> _Required task 1_
For each statement about the sermon below, answer yes or no and quote the words from the sermon that decide it. (a) The sermon calls Nicodemus the ultimate religious outsider. (b) The woman at the well had a grandmother who used to attend church. (c) According to the sermon, the worship of Samaritans centered in Jerusalem.
> _Required task 2_
Proceed with the sermon on the Samaritan woman at the well, starting right after its last sentence.

> _Selection_
---+---
Dennis Union Church
God is Still Speaking

John 4.5-42                                                                                               24 February 2008

“OUTSIDERS LOOKING IN”

 

Last Sunday in John’s Gospel we heard Jesus receive Nicodemus, the ultimate religious insider.  Now, as you envision Nicodemus, picture that guy who used to teach Sunday School, serve on the Deacons, and who imagines he could name every face at the church dinner. He was raised in the church and he is always there working. Yes, he might act a little too proprietary about the church, like it is his. But if you need something, he is the one you call, and always it gets done.

This Sunday in John’s Gospel Jesus engages the Samaritan woman at the well, the typical religious outsider.  Now, as you see this woman at the well, picture her leafing through the religion and spirituality section at Borders bookstore.  As she hesitates between How to Know God by Deepak Chopra in one hand and How to See Yourself by the Dalai Lama in the other, that is her moment of worship. Her grandma used to attend church, but she extemporizes her faith as she goes. She improvises between spiritual paths almost like she is sampling ethnic cuisines. 

Significantly, John calls her as Samaritan four times. Samaritans were outcasts to Jews whose worship centered in Jerusalem. More than anything else, Jerusa-lem Jews resented their penchant for mixing and matching their faith as they went along. Theologians call this syncretism.  It typifies many seekers today who dub themselves “spiritual, but not religious”.  So the woman at the well might call herself a Jew. She knew who Moses was.  But it was a thin veneer for whatever religious convenience might happen along at the moment. Tomorrow it might be crystals in Sedona or Jungian archetypes or being wooed by a celebrity’s wide-eyed interest in the Kaballah.  As an outsider, she was to a regular Jew like a dis-tant spiritual cousin whose blood kinship the well-thought-of family would deny.
---+---
> _Given data_
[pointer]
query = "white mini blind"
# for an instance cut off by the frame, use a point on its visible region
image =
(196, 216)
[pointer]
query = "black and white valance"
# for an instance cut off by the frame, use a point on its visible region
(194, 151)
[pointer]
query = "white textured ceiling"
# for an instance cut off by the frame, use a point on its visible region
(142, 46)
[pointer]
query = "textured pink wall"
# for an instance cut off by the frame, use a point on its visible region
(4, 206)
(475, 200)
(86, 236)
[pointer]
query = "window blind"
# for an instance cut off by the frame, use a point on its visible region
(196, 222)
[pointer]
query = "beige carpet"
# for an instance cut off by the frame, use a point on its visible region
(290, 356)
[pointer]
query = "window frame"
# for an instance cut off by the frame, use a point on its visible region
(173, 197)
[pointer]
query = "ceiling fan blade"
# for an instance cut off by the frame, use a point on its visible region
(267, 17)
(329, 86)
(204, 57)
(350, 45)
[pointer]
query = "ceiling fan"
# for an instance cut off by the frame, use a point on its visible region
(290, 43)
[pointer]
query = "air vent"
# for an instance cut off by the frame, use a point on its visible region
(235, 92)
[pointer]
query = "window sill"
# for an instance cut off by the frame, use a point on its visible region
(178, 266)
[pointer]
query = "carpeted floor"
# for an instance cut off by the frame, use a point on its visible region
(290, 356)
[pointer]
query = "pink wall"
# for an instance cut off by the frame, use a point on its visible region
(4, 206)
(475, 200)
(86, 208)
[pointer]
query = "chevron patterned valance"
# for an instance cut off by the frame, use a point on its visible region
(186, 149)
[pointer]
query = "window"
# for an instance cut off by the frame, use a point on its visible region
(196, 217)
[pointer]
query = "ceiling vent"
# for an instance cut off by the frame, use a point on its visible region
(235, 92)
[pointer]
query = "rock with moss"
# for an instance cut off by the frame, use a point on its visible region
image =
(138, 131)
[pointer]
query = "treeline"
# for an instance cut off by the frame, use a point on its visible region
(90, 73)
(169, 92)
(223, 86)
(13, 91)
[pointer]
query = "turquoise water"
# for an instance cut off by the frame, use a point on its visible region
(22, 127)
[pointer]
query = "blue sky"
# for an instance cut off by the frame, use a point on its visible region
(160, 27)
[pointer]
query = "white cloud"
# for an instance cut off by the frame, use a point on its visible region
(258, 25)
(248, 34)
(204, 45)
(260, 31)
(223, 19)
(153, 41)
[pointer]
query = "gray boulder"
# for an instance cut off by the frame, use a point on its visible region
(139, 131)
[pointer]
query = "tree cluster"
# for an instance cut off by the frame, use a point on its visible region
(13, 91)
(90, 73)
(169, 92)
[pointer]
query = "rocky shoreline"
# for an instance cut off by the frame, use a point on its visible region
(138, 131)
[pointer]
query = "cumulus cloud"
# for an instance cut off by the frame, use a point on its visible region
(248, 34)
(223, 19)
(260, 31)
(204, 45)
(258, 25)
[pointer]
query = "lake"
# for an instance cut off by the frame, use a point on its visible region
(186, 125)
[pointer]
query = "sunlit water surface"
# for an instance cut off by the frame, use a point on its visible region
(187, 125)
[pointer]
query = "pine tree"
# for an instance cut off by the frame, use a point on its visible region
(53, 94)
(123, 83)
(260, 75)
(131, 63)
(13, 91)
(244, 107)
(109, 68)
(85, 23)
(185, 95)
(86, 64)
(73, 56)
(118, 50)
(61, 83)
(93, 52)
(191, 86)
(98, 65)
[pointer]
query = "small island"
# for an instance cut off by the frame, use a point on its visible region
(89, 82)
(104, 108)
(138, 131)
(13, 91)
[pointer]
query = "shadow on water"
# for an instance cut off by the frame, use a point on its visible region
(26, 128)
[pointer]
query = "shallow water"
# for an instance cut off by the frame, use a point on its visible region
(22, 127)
---+---
> _Written response 1_
(a) No: "Jesus receive Nicodemus, the ultimate religious insider."
(b) Yes: "Her grandma used to attend church"
(c) No: "Samaritans were outcasts to Jews whose worship centered in Jerusalem."

> _Written response 2_
We sense the centuries-old, socially insulated and spiritually deep gap between her and Jesus. John emphasized this distance in v. 9: “Jews do not share things in common with Samaritans.” Her questionable marital status only compounds that distance. Then again, you know Jesus. He was ever criticized by the so-called respectable of his day for company he kept.  And when they hammered him for the circles in which he moved, Jesus replied that he came “to seek and save the lost.” Jesus has a thing for the wandering, the drifting, and the rootless. 

It is one of the most lively, interesting conversations in the Gospels.  Jesus asks her for a drink of water from a historic well, going back centuries to the patriarch Jacob. She is so startled that he would even speak to her that his presence piques her curiosity. And his basic request for water spirals into a far-flung and personal exchange, full of veiled meanings and lofty promise.  No, She wasn’t prepared for a theological discussion as she went about her chores.  She wasn’t looking for a savior when she made her daily noontime trip for a bucket of water.

But Jesus took the initiative to close this large, looming chasm separating them. As he made himself vulnerable to her with his thirst, he helped her access what she was most thirsty for.  And what pure and living water promised to sustain her. By the story’s end, her joy is so overflowing at having met and discovered the one she had longed for all of her life, the one all of humankind had awaited since Eden fell, she was inviting the living trust of many others in Jesus as the Christ.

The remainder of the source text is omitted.